» WHAT YOU SHOULD DO:
Please copy, word for word, the stretch of items from the very first line through the line that contains "[[[0,0],[0,29],[120,24],[170,16],[256,19],[256,0]]]", both ends included.

# Start of PROVIDED MATERIAL

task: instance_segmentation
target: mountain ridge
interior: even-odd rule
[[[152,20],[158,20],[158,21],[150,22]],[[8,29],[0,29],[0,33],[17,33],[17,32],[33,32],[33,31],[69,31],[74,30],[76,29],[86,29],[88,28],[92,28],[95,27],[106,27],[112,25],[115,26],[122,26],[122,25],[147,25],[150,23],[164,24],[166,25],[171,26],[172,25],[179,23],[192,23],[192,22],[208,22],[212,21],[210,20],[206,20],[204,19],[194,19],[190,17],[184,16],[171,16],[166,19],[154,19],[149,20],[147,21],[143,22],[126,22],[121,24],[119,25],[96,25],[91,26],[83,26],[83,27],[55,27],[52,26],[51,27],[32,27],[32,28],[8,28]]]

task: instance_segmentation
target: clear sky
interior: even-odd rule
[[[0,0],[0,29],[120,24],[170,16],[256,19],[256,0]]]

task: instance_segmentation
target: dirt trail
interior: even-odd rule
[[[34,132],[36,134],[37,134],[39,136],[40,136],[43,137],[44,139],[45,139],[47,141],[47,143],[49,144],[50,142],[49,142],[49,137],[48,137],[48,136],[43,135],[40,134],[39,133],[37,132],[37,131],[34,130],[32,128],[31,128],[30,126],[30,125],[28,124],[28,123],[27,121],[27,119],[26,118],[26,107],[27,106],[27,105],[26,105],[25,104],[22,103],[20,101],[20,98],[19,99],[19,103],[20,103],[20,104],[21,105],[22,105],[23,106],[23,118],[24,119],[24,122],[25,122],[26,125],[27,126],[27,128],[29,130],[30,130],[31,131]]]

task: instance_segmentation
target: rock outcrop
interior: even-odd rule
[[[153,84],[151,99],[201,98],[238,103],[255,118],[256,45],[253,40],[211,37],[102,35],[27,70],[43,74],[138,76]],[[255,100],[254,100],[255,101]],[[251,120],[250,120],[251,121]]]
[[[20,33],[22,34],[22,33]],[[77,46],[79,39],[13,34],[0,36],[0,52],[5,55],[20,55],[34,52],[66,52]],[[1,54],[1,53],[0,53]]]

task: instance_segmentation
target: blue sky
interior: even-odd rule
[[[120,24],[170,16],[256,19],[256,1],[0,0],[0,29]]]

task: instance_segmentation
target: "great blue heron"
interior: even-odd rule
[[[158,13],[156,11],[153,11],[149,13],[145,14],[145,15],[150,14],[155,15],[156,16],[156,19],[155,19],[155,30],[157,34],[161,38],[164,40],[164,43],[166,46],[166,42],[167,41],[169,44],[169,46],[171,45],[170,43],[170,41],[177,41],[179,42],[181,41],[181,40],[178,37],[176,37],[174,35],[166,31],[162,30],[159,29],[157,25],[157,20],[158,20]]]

# End of PROVIDED MATERIAL

» EXPECTED OUTPUT:
task: instance_segmentation
target: mountain ridge
interior: even-odd rule
[[[152,20],[158,20],[158,21],[150,22]],[[8,29],[0,29],[0,33],[17,33],[17,32],[33,32],[33,31],[69,31],[74,30],[76,29],[86,29],[88,28],[92,28],[95,27],[106,27],[112,25],[115,26],[122,26],[122,25],[147,25],[150,23],[164,24],[166,25],[171,26],[172,25],[179,23],[192,23],[192,22],[208,22],[212,21],[210,20],[206,20],[204,19],[194,19],[190,17],[184,16],[171,16],[166,19],[154,19],[149,20],[147,21],[143,22],[126,22],[121,24],[119,25],[96,25],[91,26],[83,26],[83,27],[55,27],[52,26],[51,27],[32,27],[32,28],[8,28]]]

task: instance_segmentation
target: clear sky
interior: even-odd rule
[[[0,0],[0,29],[120,24],[170,16],[256,19],[256,0]]]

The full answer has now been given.